• [Problem description]: Each entry is to be given again word for word; images are dropped.

[Referring expression data]

————

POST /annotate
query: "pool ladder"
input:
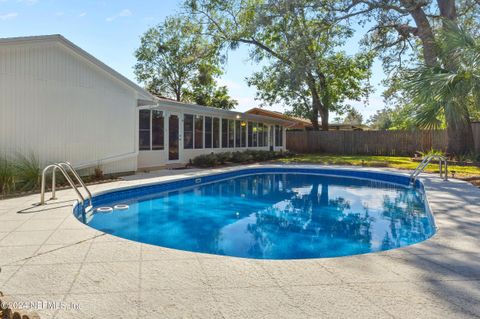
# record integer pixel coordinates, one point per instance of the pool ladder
(442, 162)
(64, 168)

————

• [Exercise result]:
POST /annotate
query: "pool ladder"
input:
# record integer pixel coordinates, one point per instance of the pool ladder
(442, 162)
(64, 168)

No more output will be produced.